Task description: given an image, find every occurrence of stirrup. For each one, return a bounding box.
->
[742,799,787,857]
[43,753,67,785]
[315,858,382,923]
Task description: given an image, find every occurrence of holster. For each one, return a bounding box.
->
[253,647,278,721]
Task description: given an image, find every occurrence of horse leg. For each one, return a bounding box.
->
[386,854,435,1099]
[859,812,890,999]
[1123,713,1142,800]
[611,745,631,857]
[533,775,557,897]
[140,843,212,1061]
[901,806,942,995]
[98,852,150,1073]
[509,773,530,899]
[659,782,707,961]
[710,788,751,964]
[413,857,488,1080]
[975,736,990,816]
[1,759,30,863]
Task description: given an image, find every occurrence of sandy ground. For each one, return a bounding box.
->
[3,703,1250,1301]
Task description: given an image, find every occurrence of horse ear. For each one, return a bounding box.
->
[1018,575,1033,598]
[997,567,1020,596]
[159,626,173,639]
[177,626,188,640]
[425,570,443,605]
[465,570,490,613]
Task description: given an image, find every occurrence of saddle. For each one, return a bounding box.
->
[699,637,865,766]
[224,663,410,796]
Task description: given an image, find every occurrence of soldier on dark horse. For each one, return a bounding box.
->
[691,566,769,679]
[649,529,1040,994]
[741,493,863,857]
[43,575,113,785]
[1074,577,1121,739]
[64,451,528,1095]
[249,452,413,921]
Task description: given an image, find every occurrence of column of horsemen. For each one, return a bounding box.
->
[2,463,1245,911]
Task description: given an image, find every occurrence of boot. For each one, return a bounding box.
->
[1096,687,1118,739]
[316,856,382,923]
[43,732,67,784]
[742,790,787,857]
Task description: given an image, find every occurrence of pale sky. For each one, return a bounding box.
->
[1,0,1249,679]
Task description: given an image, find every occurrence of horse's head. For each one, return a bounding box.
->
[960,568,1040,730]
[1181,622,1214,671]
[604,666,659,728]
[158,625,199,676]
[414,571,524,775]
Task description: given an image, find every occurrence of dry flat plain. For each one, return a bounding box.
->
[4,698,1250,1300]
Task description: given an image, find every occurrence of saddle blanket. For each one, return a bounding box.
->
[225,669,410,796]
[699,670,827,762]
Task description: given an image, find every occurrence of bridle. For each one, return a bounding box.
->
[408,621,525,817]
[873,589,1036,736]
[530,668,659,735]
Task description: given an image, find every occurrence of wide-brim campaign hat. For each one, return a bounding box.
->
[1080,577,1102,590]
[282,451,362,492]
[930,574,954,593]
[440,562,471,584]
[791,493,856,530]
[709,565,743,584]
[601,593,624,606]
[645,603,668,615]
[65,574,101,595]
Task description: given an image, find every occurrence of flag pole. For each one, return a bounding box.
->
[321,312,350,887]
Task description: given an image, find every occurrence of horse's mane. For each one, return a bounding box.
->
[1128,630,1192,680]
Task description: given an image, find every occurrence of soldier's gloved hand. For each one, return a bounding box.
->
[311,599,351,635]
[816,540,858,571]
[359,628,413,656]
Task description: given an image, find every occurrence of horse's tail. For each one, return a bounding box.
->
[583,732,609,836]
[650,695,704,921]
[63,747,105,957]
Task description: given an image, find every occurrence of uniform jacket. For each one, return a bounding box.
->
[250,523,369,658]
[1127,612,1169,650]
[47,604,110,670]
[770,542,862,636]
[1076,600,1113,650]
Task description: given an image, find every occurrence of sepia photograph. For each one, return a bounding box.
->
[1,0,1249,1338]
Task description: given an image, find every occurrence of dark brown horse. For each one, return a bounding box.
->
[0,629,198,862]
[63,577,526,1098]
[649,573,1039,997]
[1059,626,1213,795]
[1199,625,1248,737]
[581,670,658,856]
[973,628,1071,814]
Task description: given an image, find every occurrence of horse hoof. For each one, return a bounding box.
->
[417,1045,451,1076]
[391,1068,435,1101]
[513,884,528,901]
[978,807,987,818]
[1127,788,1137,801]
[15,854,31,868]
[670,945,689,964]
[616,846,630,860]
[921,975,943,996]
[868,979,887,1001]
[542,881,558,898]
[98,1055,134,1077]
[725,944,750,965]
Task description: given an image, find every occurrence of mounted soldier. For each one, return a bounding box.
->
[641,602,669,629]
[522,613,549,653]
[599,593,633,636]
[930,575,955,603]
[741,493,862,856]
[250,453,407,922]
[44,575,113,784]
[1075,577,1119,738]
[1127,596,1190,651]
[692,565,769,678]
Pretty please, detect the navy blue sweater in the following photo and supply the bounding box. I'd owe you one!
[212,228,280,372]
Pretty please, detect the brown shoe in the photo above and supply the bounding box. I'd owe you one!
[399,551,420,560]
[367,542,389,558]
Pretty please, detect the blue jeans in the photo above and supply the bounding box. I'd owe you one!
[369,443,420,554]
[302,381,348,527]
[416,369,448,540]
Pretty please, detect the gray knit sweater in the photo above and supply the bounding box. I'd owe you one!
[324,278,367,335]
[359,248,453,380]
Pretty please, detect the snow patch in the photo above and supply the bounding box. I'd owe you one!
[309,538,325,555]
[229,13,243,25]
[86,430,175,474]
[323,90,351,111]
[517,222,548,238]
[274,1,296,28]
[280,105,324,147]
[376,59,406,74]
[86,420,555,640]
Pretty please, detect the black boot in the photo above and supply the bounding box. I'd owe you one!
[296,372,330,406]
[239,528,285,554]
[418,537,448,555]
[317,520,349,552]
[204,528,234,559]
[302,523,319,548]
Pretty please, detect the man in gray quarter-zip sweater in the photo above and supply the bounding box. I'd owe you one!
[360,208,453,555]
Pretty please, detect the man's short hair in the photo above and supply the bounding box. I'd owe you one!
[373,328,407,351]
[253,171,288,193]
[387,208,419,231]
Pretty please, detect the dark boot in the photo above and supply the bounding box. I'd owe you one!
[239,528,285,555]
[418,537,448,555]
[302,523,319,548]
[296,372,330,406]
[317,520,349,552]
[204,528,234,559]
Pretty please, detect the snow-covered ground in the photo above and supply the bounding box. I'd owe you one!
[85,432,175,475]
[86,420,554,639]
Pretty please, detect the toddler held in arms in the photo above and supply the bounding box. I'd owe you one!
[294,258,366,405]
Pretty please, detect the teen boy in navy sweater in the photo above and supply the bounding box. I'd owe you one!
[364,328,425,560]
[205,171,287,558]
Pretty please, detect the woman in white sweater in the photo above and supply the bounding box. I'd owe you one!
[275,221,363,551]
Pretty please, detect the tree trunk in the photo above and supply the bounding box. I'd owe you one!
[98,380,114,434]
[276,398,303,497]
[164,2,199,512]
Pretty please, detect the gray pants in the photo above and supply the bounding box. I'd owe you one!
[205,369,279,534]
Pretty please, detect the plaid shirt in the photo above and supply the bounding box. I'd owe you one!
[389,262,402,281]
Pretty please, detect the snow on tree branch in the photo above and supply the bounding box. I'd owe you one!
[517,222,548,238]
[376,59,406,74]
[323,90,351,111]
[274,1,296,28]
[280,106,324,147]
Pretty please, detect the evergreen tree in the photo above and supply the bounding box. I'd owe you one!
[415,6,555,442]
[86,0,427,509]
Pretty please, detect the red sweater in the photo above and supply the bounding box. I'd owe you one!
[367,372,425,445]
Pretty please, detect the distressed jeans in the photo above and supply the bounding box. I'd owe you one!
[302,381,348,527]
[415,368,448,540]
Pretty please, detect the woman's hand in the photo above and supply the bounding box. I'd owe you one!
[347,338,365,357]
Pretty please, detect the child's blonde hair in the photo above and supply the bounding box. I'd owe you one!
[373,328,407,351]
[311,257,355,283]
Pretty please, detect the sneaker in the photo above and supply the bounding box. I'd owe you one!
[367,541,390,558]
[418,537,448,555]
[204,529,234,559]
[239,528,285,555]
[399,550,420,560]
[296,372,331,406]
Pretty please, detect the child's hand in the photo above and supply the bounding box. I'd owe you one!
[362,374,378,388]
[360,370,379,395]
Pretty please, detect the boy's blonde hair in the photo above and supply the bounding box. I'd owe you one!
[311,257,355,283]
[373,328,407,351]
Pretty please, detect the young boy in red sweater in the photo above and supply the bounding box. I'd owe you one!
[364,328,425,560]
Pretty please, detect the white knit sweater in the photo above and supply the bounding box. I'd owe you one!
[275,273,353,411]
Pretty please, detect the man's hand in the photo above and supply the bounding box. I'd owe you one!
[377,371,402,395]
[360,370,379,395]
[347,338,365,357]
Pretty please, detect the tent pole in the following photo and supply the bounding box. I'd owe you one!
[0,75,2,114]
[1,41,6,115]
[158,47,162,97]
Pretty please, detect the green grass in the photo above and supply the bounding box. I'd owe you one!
========
=== REQUIRED ACTION ===
Only the lines from the line with "Pretty please, detect the young" to the final line of the entries are to be returned, each exactly as written, both ends included.

=== ANSWER BOX ===
Pretty please, detect the young boy in red sweater in the photo above and supply the bounding box. I'd owe you one!
[364,328,425,560]
Pretty please, detect the white knit sweater in the photo above and supply the bounding box. I'd owe you one!
[275,273,353,411]
Pretty please, detect the man's hand in the photo above and supply the bounding box. I'd owe you one!
[377,371,402,395]
[360,370,379,395]
[347,338,365,357]
Pretty please, detect the tent pole in the following photo and supply the bounding box. I'd owe you one!
[0,75,2,114]
[1,41,6,115]
[158,47,162,97]
Pretty please, detect the green grass in the photo above and supply the bounding box. I'd owe you one!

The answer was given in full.